[Excerpt provided]
Monday 9 November 2009

Holding it together


Our cat just left home. Not entirely of her own volition, but she was purring. She’s been rehoused, repackaged and relocated to her country retirement estate. No longer is she mistress of a Georgian town house with a garden smaller than the bathroom. She’s got land, a chocolate box cottage and cows to play with. And a new mummy who will actually seek her out for comfort.

It’s incredibly hard to talk about cats without losing a certain degree of dignity and sanity, but seeing as I’m fairly convinced this is a subject that could never reduce me to an emotional heap I’m going to try. She was a member of the family after all…

In fact, now she’s gone, I’m a bit concerned that maybe she was the glue that held the family together. Obviously as parents we are consigned to loving adoration and pride for all eternity, but are siblings not really just a small collective of people with shared experiences and memories? The only other people in the world who truly appreciate the unique boundaries of their allotted parents and what rubbish breakfast cereals they choose.

It’s only as a child that you have a proper handle on what it is to be a sibling. Once you’ve left home, the sister you never allowed beyond your bedroom door for fear of total destruction of your carefully catalogued LP collection becomes something different. The brother you regularly relied on for nothing more than flopped-hair friends and a steadying arm home after the ‘no alcohol’ youth club disco is to be admired, talked to, befriended even. They are the people you could have been had you set off from the same starter's gun but run side-step on a different trajectory.

[Brief 1] Duplicate the passage from the blog post about the cat's departure, starting with "It’s only as" and going on through "a different trajectory.".
[Brief 2] Go on with the blog post about the cat leaving home and what siblings mean, picking up after its last sentence.

[Extracted information]
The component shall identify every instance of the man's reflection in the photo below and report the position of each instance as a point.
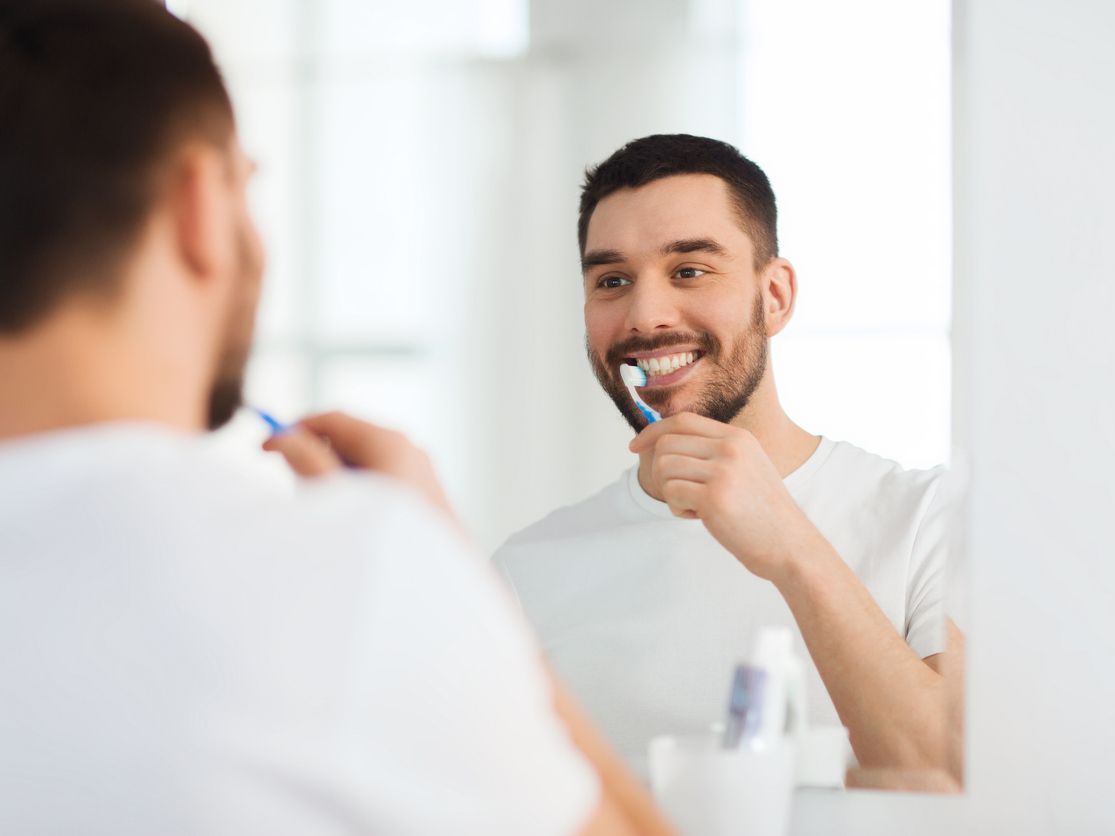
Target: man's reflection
(648, 593)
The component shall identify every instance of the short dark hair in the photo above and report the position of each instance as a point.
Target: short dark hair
(666, 155)
(95, 97)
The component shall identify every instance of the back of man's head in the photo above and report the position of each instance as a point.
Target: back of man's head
(95, 97)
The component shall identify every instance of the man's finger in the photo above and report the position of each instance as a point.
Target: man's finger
(671, 466)
(685, 445)
(356, 441)
(306, 453)
(684, 497)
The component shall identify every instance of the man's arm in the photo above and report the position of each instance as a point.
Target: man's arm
(893, 703)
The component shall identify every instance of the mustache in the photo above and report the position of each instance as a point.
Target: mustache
(621, 350)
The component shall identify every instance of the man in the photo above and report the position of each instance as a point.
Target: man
(182, 652)
(645, 611)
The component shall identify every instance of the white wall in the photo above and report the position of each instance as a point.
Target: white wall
(1035, 411)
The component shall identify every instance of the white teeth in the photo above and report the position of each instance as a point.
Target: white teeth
(666, 365)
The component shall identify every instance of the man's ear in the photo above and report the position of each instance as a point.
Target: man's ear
(200, 204)
(778, 283)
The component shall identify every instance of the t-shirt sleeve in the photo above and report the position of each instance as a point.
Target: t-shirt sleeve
(926, 587)
(457, 732)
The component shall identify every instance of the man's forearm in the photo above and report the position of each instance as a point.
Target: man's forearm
(891, 701)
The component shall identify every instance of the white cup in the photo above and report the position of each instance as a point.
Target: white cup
(707, 790)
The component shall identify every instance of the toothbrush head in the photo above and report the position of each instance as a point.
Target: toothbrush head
(632, 375)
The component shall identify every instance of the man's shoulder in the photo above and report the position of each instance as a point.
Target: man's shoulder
(602, 511)
(862, 476)
(851, 463)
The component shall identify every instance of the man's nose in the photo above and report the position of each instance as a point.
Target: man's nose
(651, 307)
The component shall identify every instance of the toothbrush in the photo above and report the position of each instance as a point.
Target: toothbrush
(632, 377)
(277, 426)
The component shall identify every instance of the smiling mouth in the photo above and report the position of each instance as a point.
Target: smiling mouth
(662, 370)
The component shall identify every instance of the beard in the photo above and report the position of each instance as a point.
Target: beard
(730, 380)
(226, 391)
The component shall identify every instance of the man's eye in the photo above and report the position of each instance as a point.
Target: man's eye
(689, 273)
(611, 282)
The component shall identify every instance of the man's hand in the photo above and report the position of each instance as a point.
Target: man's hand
(322, 444)
(719, 474)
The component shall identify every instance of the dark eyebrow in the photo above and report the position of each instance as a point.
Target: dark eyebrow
(595, 258)
(694, 245)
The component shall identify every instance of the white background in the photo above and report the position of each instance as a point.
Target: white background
(419, 173)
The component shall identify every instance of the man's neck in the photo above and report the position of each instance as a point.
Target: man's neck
(73, 370)
(785, 444)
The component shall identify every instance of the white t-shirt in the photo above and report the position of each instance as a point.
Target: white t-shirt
(645, 615)
(183, 653)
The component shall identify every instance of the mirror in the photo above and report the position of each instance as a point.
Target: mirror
(420, 167)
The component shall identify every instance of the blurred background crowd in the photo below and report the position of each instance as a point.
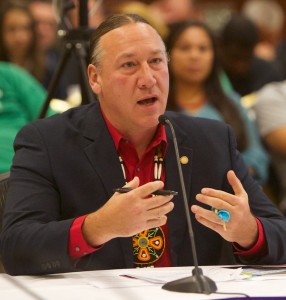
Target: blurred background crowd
(227, 62)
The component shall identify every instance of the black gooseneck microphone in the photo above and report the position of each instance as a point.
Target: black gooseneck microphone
(197, 283)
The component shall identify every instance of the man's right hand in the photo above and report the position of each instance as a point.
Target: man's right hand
(127, 214)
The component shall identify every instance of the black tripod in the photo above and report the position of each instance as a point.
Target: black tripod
(76, 41)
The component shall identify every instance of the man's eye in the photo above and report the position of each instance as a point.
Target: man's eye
(128, 65)
(156, 60)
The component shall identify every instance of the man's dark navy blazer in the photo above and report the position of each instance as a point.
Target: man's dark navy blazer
(67, 166)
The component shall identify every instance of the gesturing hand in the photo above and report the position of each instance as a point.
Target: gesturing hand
(242, 227)
(127, 214)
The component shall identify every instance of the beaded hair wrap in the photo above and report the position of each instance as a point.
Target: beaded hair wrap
(148, 245)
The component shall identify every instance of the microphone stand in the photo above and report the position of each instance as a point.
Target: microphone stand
(197, 283)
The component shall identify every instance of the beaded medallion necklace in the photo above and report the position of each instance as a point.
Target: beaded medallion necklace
(148, 245)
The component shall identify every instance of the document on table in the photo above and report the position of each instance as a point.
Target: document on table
(146, 277)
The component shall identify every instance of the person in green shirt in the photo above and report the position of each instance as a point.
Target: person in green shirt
(21, 100)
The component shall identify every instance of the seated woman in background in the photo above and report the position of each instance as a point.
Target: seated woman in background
(21, 100)
(195, 89)
(18, 40)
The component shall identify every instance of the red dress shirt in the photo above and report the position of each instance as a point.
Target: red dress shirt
(144, 169)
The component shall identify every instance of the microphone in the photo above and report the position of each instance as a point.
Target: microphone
(197, 283)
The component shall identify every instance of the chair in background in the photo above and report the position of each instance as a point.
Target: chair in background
(4, 178)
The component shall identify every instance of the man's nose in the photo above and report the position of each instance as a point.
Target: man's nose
(146, 77)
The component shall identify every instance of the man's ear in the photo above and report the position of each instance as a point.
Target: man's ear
(93, 76)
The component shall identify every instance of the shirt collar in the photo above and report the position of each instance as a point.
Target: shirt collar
(159, 138)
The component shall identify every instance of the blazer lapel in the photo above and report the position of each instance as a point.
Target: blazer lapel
(103, 157)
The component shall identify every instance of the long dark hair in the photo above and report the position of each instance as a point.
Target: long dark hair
(35, 64)
(213, 89)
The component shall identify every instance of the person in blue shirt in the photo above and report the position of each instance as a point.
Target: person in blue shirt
(196, 89)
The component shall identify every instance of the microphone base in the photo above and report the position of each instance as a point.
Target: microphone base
(198, 283)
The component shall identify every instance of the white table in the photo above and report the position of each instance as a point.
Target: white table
(111, 285)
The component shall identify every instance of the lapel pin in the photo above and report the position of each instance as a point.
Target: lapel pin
(184, 160)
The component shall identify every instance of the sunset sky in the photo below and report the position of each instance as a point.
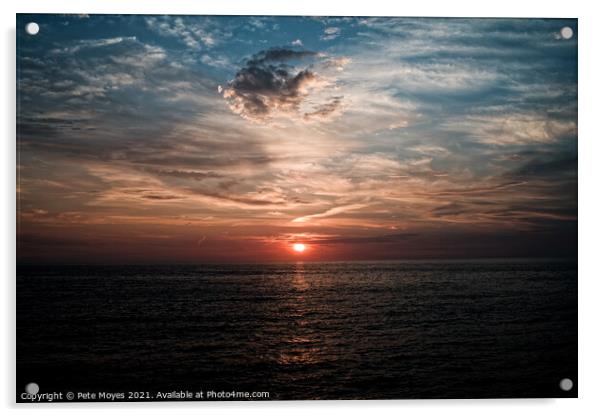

[Exercise output 1]
It’s only as a child that you have a proper handle on what it is to be a sibling. Once you’ve left home, the sister you never allowed beyond your bedroom door for fear of total destruction of your carefully catalogued LP collection becomes something different. The brother you regularly relied on for nothing more than flopped-hair friends and a steadying arm home after the ‘no alcohol’ youth club disco is to be admired, talked to, befriended even. They are the people you could have been had you set off from the same starter's gun but run side-step on a different trajectory.

[Exercise output 2]
But when you’re living the halcyon years of early childhood, your siblings are a sort of odd essential – most of the time they steal your stuff, your attention and your place next to Daddy on the sofa, but they are always there to share an incredulous, raised eyebrow at the nonsense of the world your parents are making you play in.

Obviously there are a few other deep-rooted emotions, in most cases, but on a day-to-day basis maybe the fact that my kids shared responsibility for ignoring the same cat might be a crucial factor in their relationship. The cat was certainly the only consistent reason for coming home from holidays for the past five years.

On a personal note, she gave me something specific to worry about during the medical nightmare that was my twins pregnancy – clearing up the toxic cat poo every week without my mother in law finding out. (As the famous French proverb goes, ‘Cats, flies and women are ever at their toilets’. Real proverb.) But she had to go, for medical reasons of a different, respiratory nature. And while there have been tears a plenty from the angry collective of under 9s, I realised as I found myself absent mindedly stroking her while finalising her transportation that I had never truly given myself up to her. She’s always been a cat, and my heart is made of ice.

The gorgeous little thing will be missed. And we’re getting fish after school today. They’re much easier to dispose of when the time comes.